**TEXT PASSAGE:**
□ □ □ □ □

Courts, Judges And Juries
– If Parliament made a statute and a man charged with an offence of breaking that regulation was found not guilty – that statute would be struck down. A Jury is not beholden to the system. A judge is. A jury is thus more reliable than a judge in the handing down of justice.
– Judges can be bought, blackmailed, intimidated (and have been). It is easier to corrupt a judge than a whole jury. Our jury system is protected by our constitution. It is our right to be tried by jury. The jury system protects us from arbitrary power and bent judges.
– Statutes must be in harmony with the common laws to be enforceable. If unfair statutes are pursued by the authorities a defendant can nominate to be tried by jury – which in seeing the injustice of the statute (and the potential of themselves being its victim) would find the defendant not guilty and thus strike down the statute. This is the power of a jury. Power belongs to the people.
– Common law trumps statutes. Some in the legal profession have been heard to take a contrary view… but common sense tells us that common law is and must be superior. If a government passed legislation making itself permanent i.e. declaring itself a dictatorship (as Hitler did) – the people could act on their common law right to withdraw their consent to being governed – putting government back in its box – common law thus trumping a statute. (Common sense).
– The jury is the highest authority in the land – but beneath the law.
– A jury can stand in judgement of anybody… nobody is above the law. (Charles I could verify this.)
– If the government makes legislation and a jury thinks it is unjust, through finding a defendant not guilty they are able to demonstrate the authority of the jury over government.
– A judge cannot direct a jury in its decisions – many try but in so doing they are in breach of the law. Judges must not lead a jury to a decision. A judge must only give direction in the interpretation of the law. The jury is entirely independent of the judge. The jury must make its own mind up and not be lead by a judge.
– The people make the law through the validation or the rejection of statutes. Juries re-validate or dispense with old established laws through their verdicts.
– Juries are the people’s protection against the arbitrary power of the ruling class. Juries are a common law right and are protected by our constitution – they cannot be tampered with by government, although it has done so, their meddling is unlawful. The removal of jury trials is unlawful and unconstitutional. The ‘powers that be’ are desperately trying to dismantle our jury system – to secure more ‘power’ for themselves. What we are witnessing is a blatant power grab by the political establishment… which we must challenge.
– Magistrates Courts have become statute courts… mostly ignorant of and thus ignoring our common law rights. We must enter these courts and claim back our common law rights and push back the imposition of over-zealous regulations. We do this by claiming common law jurisdiction in these courts. Through this process we claw back our power from the government. Governments use the court system to enforce its control.
– Magistrates and judges make rulings on their interpretation of statutes and laws – their decisions are not always fair. Juries give verdicts on the basis of their interpretation of justice and are mostly fair.
– Magistrates are now trained to do the bidding of the legal adviser in court. It is questionable that they have any real value in the absence of autonomy and with limited discretion. Magistrate’s courts are being closed down in large numbers and so-called justice is being delivered by Royal Mail in the form of ‘Penalty Charge Notices’ imposed upon us by statutes. These may be legal, but they are not lawful. PCN’s are enforced with our consent (unwittingly) – withhold your consent and they cannot be enforced. Our law (specifically – the Petition and Declaration of Rights) forbids fines and forfeiture without justice in a court. The Judge that ruled that a PCN is not a fine may have had ‘other things’ on his mind when he made that ruling. (see 30 above). PCN’s are unlawful.

□ □ □ □ □

**INFORMATION GIVEN:**
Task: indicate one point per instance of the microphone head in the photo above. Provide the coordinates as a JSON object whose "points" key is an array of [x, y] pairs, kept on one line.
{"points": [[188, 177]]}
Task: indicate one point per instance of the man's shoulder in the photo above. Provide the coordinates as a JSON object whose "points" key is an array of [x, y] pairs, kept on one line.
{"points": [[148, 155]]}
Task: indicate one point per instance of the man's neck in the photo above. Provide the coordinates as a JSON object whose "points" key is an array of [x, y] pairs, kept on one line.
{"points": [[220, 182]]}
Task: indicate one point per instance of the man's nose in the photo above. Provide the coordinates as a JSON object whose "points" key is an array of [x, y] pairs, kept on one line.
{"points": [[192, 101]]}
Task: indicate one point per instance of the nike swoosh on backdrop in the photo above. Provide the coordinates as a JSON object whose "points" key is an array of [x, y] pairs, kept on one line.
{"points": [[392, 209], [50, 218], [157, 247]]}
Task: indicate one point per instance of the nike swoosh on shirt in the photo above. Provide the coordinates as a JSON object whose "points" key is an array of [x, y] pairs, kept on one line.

□ □ □ □ □

**TO BE DONE:**
• A. Please repeat the stretch of the text on courts, judges and juries from "Courts, Judges And" through "and bent judges.".
• B. In the text on courts, judges and juries, what three things does it say can be done to judges?

**ANSWERS PROVIDED:**
• A.
Courts, Judges And Juries
– If Parliament made a statute and a man charged with an offence of breaking that regulation was found not guilty – that statute would be struck down. A Jury is not beholden to the system. A judge is. A jury is thus more reliable than a judge in the handing down of justice.
– Judges can be bought, blackmailed, intimidated (and have been). It is easier to corrupt a judge than a whole jury. Our jury system is protected by our constitution. It is our right to be tried by jury. The jury system protects us from arbitrary power and bent judges.

• B. Bought, blackmailed, intimidated